THE PROBLEM :: The answer is every record that follows, printed exactly.
---- DATA LISTING
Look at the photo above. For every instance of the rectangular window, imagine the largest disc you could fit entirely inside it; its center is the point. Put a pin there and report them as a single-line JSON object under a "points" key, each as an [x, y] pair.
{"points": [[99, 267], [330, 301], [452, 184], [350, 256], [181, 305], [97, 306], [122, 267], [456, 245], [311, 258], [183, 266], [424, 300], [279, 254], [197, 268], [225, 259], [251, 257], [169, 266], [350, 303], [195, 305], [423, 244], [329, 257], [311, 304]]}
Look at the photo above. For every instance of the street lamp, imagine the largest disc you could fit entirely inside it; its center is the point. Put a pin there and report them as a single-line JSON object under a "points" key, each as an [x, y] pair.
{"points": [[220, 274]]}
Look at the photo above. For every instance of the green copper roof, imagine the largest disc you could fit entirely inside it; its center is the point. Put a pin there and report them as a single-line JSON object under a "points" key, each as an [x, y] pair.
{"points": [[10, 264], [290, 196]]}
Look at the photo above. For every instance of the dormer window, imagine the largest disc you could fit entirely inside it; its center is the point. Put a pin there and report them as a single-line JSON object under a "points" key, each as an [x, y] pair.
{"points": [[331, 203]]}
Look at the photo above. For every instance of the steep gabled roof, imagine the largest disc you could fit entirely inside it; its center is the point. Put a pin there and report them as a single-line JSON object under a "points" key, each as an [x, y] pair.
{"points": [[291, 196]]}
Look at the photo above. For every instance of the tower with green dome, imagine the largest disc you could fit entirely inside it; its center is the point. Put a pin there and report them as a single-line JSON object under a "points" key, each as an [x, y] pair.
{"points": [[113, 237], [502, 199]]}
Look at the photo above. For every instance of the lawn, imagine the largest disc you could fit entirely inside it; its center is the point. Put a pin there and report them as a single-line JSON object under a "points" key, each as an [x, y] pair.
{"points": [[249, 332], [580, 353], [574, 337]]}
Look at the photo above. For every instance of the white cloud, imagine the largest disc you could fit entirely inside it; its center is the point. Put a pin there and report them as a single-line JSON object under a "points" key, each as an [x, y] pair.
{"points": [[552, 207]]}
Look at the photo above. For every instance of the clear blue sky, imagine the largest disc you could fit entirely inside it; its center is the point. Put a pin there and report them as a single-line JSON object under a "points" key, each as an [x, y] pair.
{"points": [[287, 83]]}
--------
SOLUTION ::
Look at the photo above. For every instance of the rectangular window, imagine the largest disc you could fit entirely inside it; its center is the point. Put a pin there and report them as a single-line JSON object under a "points" key, each as an [x, y] pair.
{"points": [[99, 267], [330, 301], [452, 184], [350, 256], [181, 305], [97, 306], [122, 267], [456, 245], [311, 258], [183, 266], [424, 300], [279, 254], [197, 268], [225, 259], [251, 257], [169, 266], [350, 303], [195, 305], [423, 244], [329, 257], [311, 304]]}
Look at the photo above. For every instance of the street lamp, imagine the largest disc you could fit entirely inside it; its center is the point. Put a pin there and report them as a single-line JSON object under a "points" key, each as an [x, y] pair.
{"points": [[220, 274]]}
Look at the photo above. For every instance of the green copper roof, imagine the largest disc you could fit entirely inside it; its center is the point. Put a pin there and report them as a single-line JSON object under a "points" key, each as an [x, y] pair.
{"points": [[10, 264], [290, 196]]}
Look at the photo above. For every instance of the dormer window, imagine the largest disc you could fit entirely inside it; its center is the point. Put a pin there and report them as a single-line JSON object under a "points" key, each as an [x, y] pair.
{"points": [[331, 203]]}
Look at the photo above. For every instance of the steep gabled roof, imagine the largest disc you could fit entirely inside it; its center is the point. Put a pin there and report them as a single-line JSON object under a "points" key, each as an [x, y] pair.
{"points": [[291, 196]]}
Look at the photo above. For every instance of the tower with green dome, imagine the largest disc you could fit entirely inside it; its center is the point. Put a pin there and report them as a single-line JSON object under a "points" key, each as an [x, y] pair.
{"points": [[113, 237], [502, 199]]}
Look at the photo above. For every instance of the lawn, imagine the largest disc you could fit entirely inside it; its center is the point. Put a pin there and report them as a single-line JSON object under a "points" key, each as an [x, y] pair.
{"points": [[249, 332], [580, 353], [574, 337]]}
Look at the photo above. For every instance of the white cloud, imagine the largest disc you could fit entirely inside it; its center is the point. Put a pin there and report them as a single-line JSON object under a "points" key, each as an [x, y] pair.
{"points": [[552, 207]]}
Look at the photo above. For every instance of the clear blue sky, imagine the largest disc you could fit entirely inside it; its center is the point. Put a pin there and report them as a single-line JSON object under a "points" key, each as an [x, y] pair.
{"points": [[287, 83]]}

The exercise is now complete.